Stated task:
Retype each record shown below, leaving every character as it is.

Data entries:
= = =

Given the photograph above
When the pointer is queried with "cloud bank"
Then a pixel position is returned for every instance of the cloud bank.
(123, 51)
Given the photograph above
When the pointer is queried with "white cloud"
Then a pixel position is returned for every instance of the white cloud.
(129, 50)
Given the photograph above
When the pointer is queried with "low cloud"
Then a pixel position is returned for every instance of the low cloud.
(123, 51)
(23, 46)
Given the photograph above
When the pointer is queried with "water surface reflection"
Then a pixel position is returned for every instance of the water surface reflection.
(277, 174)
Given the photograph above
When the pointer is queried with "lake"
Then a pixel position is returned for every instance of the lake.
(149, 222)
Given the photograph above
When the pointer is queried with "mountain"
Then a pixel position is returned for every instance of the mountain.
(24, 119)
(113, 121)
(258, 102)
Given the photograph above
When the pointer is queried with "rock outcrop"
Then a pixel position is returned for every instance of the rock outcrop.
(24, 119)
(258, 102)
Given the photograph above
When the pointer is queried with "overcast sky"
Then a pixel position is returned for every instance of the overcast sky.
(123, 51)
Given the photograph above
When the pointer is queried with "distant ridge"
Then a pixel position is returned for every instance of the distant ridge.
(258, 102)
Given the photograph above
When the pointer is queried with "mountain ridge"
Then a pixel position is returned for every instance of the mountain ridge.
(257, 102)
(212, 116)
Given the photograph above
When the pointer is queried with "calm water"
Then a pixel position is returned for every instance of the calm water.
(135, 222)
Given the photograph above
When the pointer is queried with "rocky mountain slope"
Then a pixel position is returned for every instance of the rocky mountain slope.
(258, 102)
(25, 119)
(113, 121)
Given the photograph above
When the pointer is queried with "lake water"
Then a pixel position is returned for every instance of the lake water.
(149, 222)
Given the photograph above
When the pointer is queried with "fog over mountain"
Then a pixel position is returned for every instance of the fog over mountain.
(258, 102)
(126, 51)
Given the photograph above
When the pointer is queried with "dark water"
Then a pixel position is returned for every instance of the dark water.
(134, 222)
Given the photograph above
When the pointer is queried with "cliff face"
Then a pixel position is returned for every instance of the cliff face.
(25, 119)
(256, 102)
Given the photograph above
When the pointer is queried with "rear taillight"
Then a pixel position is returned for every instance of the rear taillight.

= = =

Solved problem:
Given the photograph above
When the pointer is queried with "cloud bank"
Then a pixel position is returned for every instance of the cloud bank.
(123, 51)
Given the photograph above
When the pointer is queried with "white cloud"
Then a pixel position is returned for every instance of the white cloud.
(129, 50)
Given the photograph above
When the pointer is queried with "low cloud"
Then a pixel position is returned for every instance of the low cloud.
(123, 51)
(23, 46)
Given the photograph above
When the pointer is queried with "water surface reflection"
Then a pixel position is returned for every instance of the water surface reflection.
(277, 174)
Given the photograph above
When the pointer is queried with "lake"
Then a pixel position is returned for every instance of the lake.
(149, 222)
Given the photograph above
When the pointer is queried with "mountain"
Then a pixel position is returned for every instance of the mountain.
(24, 119)
(113, 121)
(258, 102)
Given the photograph above
When the pointer is queried with "rock outcrop"
Then a pixel position is returned for every instance of the rock outcrop.
(24, 119)
(258, 102)
Given the photograph above
When the pointer is queried with "overcast sky"
Then a pixel position is returned for every instance of the overcast sky.
(123, 51)
Given the photograph above
When the pointer is queried with "distant ridge"
Then a pixel position is returned for every instance of the distant ridge.
(258, 102)
Given the photograph above
When the pointer is queried with "mountain ridge"
Then a pixel position is returned for every instance of the mountain ridge.
(257, 102)
(212, 116)
Given the photograph above
When the pointer is queried with "calm water"
Then a pixel position is returned for every instance of the calm water.
(135, 222)
Given the photograph above
When the pointer is queried with "rocky mountain slope"
Then a pixel position is returned for every instance of the rocky mountain slope.
(258, 102)
(25, 119)
(113, 121)
Given the photograph above
When the pointer is queried with "lake water"
Then a pixel position is returned for every instance of the lake water.
(149, 222)
Given the photograph above
When the pointer is queried with "fog over mountain"
Then a pixel position is returned for every instance of the fog over mountain.
(258, 102)
(126, 51)
Given the photograph above
When the pointer is queried with "dark water"
Then a pixel position is returned for every instance of the dark water.
(134, 222)
Given the photograph above
When the pointer is queried with "cliff face"
Then a pixel position is returned for every instance of the cliff face.
(25, 119)
(256, 102)
Given the photograph above
When the pointer is queried with "rear taillight"
Then a pixel position is returned for every instance of the rear taillight.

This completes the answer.